Work instructions »
Extract every line of the material below character for character, and leave the pictures out of your answer.
>> START
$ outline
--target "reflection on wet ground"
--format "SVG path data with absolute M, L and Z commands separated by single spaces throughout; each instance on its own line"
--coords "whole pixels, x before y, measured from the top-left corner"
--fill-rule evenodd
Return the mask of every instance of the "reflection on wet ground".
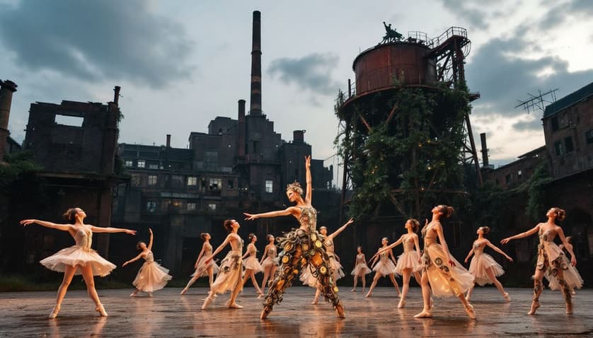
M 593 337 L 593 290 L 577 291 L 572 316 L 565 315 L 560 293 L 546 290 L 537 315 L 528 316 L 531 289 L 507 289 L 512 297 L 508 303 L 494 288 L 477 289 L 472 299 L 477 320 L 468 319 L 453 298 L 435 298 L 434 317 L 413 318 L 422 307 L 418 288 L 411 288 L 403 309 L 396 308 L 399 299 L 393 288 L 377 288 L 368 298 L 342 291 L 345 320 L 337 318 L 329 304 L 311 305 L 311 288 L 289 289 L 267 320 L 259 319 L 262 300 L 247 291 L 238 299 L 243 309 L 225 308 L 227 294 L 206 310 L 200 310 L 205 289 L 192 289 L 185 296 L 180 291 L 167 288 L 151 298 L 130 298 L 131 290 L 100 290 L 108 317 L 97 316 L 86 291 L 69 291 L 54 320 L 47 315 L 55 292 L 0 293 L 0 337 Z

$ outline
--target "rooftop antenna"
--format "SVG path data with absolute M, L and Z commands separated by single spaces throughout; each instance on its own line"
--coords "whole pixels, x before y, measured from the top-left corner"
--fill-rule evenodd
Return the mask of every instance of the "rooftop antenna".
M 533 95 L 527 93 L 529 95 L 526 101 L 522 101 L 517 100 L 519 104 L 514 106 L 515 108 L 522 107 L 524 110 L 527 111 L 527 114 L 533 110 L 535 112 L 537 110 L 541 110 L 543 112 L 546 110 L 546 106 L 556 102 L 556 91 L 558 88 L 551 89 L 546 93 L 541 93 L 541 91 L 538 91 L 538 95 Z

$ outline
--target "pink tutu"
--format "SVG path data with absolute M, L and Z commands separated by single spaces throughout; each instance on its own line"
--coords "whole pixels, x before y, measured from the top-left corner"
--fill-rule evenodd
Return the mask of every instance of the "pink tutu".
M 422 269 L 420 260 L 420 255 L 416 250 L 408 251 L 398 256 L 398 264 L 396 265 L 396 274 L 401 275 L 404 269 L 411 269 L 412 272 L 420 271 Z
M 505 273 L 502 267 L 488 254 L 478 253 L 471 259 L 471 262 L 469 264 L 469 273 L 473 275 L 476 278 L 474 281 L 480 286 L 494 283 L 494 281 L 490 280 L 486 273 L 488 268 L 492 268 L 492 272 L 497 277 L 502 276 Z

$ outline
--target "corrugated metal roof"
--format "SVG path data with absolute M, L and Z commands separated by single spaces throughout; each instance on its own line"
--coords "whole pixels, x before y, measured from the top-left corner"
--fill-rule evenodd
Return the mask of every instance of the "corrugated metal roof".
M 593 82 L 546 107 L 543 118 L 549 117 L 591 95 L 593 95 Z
>> END
The solution »
$ outline
--target "reflection on wet ground"
--format "SVG path data with absolute M, L and Z commands separated by single spaces throughout; each instance on its own line"
--coords "whole pixels, x before y, measured from the top-left corner"
--fill-rule evenodd
Return the mask of every instance of the "reflection on wet ground".
M 593 337 L 593 290 L 577 291 L 572 316 L 565 315 L 560 293 L 546 290 L 537 315 L 528 316 L 531 289 L 507 289 L 512 297 L 508 303 L 494 288 L 477 289 L 472 299 L 477 320 L 468 319 L 453 298 L 435 298 L 434 317 L 413 318 L 422 307 L 418 288 L 411 288 L 403 309 L 396 308 L 399 299 L 393 288 L 377 288 L 368 298 L 342 291 L 345 320 L 337 318 L 329 304 L 311 305 L 311 288 L 289 289 L 267 320 L 259 319 L 262 300 L 247 291 L 238 299 L 243 309 L 225 308 L 227 294 L 206 310 L 200 310 L 205 289 L 192 289 L 185 296 L 180 291 L 167 288 L 151 298 L 130 298 L 131 290 L 100 290 L 108 317 L 97 316 L 86 291 L 69 291 L 54 320 L 47 315 L 55 292 L 0 293 L 0 337 Z

$ outline
--target "rooftop antenna"
--format "SVG path data with absolute M, L and Z commands separated by single spaces throughout; each instance on its own line"
--coords "whole pixels, x before y, measured from the top-left corner"
--fill-rule evenodd
Return the mask of every instance of the "rooftop antenna".
M 533 95 L 527 93 L 529 95 L 526 101 L 522 101 L 517 100 L 519 104 L 514 106 L 515 108 L 522 107 L 524 110 L 527 111 L 527 114 L 533 110 L 535 112 L 537 110 L 541 110 L 543 112 L 546 110 L 546 106 L 556 102 L 556 91 L 558 88 L 551 89 L 546 93 L 541 93 L 541 91 L 538 91 L 538 95 Z

$ outline
--target "pink tutu"
--format "SVG path data with absolute M, L and Z commands separated by single spaces throughout; each instance on its own line"
--coords "whole pixels, x before y, measured from the top-left corner"
--fill-rule evenodd
Return the mask of every instance of the "pink tutu".
M 422 269 L 420 260 L 420 255 L 416 250 L 408 251 L 398 256 L 398 264 L 396 265 L 396 274 L 401 275 L 404 269 L 411 269 L 412 272 L 420 271 Z
M 505 273 L 502 267 L 488 254 L 478 253 L 471 259 L 471 262 L 469 264 L 469 273 L 473 275 L 476 278 L 474 281 L 480 286 L 494 283 L 494 281 L 490 280 L 486 273 L 488 268 L 492 268 L 492 272 L 497 277 L 502 276 Z

$ outline
--target "corrugated metal roof"
--format "SVG path data with absolute M, L and Z commands separated by single spaces throughout; each instance on its own line"
--coords "whole pixels, x before y, measured from the top-left corner"
--fill-rule evenodd
Return the mask of every instance of the "corrugated metal roof".
M 593 82 L 546 107 L 543 118 L 549 117 L 591 95 L 593 95 Z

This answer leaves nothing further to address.